**WHAT YOU ARE ASKED TO DO:**
Retype, word for word, every line of the records below starting at the one that contains "point(204, 45)" and ending at the one that contains "point(46, 170)"; include both of those lines and nothing more.

================

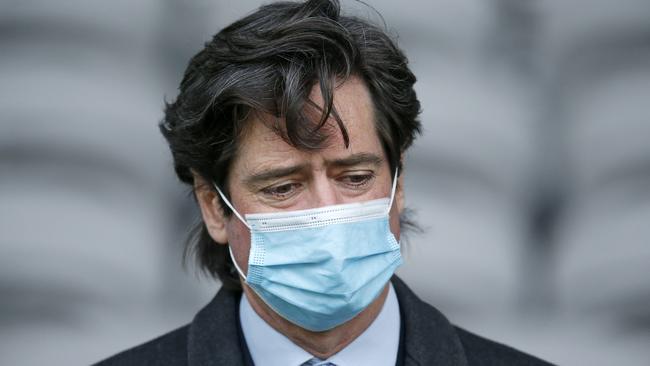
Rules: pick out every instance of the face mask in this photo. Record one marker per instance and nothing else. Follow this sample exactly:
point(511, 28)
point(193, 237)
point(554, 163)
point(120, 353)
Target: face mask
point(318, 268)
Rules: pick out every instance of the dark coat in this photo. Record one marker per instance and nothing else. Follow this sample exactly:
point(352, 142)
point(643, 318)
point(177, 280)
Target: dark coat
point(213, 338)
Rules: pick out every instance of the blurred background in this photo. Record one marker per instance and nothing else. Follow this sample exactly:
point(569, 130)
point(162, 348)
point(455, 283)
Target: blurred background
point(531, 181)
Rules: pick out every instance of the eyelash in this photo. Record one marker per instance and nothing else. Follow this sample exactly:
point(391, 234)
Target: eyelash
point(275, 191)
point(367, 178)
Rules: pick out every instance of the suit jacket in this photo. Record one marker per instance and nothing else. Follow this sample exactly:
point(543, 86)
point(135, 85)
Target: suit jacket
point(213, 338)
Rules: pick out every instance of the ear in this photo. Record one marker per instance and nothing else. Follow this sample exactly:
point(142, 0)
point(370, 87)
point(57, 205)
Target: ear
point(211, 210)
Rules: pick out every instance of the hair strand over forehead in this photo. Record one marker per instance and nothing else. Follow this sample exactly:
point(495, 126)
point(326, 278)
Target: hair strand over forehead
point(268, 63)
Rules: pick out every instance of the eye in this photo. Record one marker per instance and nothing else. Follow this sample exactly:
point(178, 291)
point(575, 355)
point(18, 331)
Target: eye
point(281, 191)
point(357, 181)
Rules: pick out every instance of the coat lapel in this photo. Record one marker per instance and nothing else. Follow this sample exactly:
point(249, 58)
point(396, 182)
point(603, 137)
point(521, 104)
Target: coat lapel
point(213, 335)
point(429, 338)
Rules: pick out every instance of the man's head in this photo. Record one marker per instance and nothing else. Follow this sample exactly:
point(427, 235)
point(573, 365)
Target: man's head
point(293, 86)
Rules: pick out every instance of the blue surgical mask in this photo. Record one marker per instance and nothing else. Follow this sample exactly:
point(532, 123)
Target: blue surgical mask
point(319, 268)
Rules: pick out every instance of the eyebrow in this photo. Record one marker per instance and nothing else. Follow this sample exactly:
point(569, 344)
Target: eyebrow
point(357, 159)
point(274, 173)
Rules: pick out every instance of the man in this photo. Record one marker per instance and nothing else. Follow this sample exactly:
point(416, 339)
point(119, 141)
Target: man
point(291, 126)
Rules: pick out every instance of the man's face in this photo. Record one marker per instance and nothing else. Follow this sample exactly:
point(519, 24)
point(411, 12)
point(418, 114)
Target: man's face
point(269, 175)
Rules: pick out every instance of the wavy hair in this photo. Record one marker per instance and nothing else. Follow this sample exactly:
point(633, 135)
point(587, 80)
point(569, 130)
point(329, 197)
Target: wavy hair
point(268, 62)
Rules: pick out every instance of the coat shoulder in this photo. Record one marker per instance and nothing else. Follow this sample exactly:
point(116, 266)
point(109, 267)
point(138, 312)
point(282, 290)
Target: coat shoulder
point(168, 349)
point(482, 351)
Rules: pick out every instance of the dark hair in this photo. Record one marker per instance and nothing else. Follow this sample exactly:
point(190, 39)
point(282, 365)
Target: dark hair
point(268, 62)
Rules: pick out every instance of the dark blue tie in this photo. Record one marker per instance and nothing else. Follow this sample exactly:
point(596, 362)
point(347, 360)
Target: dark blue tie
point(317, 362)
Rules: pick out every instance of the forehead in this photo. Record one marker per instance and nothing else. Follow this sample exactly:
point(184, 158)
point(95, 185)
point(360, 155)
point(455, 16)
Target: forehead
point(262, 145)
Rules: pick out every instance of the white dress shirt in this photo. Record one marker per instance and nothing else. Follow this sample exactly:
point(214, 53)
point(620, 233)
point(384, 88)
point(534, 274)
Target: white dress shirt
point(376, 346)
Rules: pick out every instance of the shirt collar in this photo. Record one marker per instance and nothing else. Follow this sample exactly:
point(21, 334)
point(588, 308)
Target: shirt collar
point(270, 347)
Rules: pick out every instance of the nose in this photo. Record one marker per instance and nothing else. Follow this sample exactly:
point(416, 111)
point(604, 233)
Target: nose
point(324, 192)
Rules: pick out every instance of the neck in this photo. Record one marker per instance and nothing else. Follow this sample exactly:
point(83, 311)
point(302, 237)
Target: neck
point(319, 344)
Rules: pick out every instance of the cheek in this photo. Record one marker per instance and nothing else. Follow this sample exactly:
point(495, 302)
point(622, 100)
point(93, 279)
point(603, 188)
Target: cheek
point(239, 239)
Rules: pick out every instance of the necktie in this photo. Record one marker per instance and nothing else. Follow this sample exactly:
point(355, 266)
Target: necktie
point(317, 362)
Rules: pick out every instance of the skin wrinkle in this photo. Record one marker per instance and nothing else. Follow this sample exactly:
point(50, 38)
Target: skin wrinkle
point(263, 150)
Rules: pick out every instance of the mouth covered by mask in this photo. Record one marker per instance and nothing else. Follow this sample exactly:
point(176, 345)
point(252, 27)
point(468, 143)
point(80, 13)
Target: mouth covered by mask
point(319, 268)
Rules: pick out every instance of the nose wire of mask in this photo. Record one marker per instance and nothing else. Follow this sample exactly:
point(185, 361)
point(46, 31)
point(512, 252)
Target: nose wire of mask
point(239, 216)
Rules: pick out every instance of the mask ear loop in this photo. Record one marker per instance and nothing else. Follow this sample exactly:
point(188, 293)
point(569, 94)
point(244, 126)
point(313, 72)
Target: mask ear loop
point(223, 197)
point(392, 191)
point(232, 257)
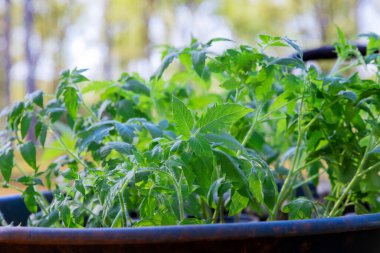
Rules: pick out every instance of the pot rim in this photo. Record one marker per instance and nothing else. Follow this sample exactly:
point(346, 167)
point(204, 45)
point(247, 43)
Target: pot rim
point(186, 233)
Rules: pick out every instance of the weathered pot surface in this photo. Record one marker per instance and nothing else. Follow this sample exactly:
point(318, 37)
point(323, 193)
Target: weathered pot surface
point(356, 233)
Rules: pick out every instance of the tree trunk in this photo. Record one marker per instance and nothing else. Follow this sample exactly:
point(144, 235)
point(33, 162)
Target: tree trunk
point(30, 55)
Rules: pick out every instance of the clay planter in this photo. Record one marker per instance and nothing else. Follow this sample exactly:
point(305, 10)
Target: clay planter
point(357, 233)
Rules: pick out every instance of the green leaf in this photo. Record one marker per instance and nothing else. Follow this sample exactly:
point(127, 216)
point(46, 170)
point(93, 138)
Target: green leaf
point(125, 132)
point(183, 118)
point(37, 97)
point(95, 133)
point(70, 174)
point(198, 59)
point(293, 44)
point(28, 152)
point(200, 146)
point(70, 97)
point(220, 117)
point(230, 166)
point(300, 208)
point(225, 140)
point(134, 85)
point(121, 147)
point(237, 204)
point(6, 163)
point(349, 95)
point(165, 63)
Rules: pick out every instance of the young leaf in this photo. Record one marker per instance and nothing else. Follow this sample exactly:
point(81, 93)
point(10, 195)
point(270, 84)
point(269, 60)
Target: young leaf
point(6, 163)
point(37, 97)
point(200, 146)
point(70, 97)
point(28, 152)
point(301, 208)
point(220, 117)
point(183, 118)
point(237, 204)
point(165, 63)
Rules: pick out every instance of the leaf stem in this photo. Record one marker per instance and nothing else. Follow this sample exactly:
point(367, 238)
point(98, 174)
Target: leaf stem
point(289, 178)
point(335, 208)
point(250, 130)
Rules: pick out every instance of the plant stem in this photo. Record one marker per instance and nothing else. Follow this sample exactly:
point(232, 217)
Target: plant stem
point(217, 209)
point(123, 210)
point(288, 180)
point(352, 182)
point(250, 130)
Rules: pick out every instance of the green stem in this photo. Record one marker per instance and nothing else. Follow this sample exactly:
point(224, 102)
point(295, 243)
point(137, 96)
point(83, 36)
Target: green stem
point(123, 209)
point(250, 130)
point(289, 178)
point(352, 182)
point(217, 209)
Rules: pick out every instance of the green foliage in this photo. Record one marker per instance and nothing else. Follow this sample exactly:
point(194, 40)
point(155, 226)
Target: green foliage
point(214, 139)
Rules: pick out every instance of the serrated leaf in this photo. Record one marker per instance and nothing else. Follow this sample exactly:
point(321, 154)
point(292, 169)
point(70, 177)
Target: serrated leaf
point(225, 140)
point(70, 97)
point(294, 45)
point(200, 146)
point(237, 204)
point(349, 95)
point(230, 166)
point(220, 117)
point(136, 86)
point(300, 208)
point(165, 63)
point(183, 118)
point(154, 130)
point(125, 132)
point(95, 133)
point(121, 147)
point(28, 152)
point(37, 97)
point(6, 163)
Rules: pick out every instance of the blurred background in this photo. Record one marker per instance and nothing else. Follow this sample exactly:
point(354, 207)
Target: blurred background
point(40, 38)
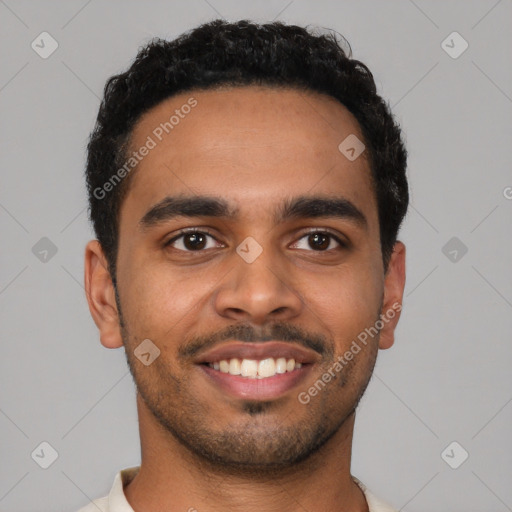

================

**YOUR RESPONSE:**
point(204, 45)
point(247, 43)
Target: pot rim
point(186, 233)
Rules: pick out every instance of the weathered pot surface in this photo. Record one marker per instance and nothing else. Follow this sample exactly:
point(318, 37)
point(323, 193)
Target: weathered pot surface
point(356, 233)
Rules: pick out every instance of the tree trunk in this photo. Record one marker per instance and nothing else. Follow this sample exactly:
point(144, 235)
point(33, 162)
Target: tree trunk
point(30, 55)
Rules: pick out every instance of the clay planter in this photo. Record one marker per instance and nothing else. Follow this sample exactly:
point(305, 10)
Target: clay planter
point(357, 233)
Rules: pick out every instance of the green leaf in this photo. Record one marker per instance and nothing else. Follow this sample exactly:
point(127, 216)
point(46, 170)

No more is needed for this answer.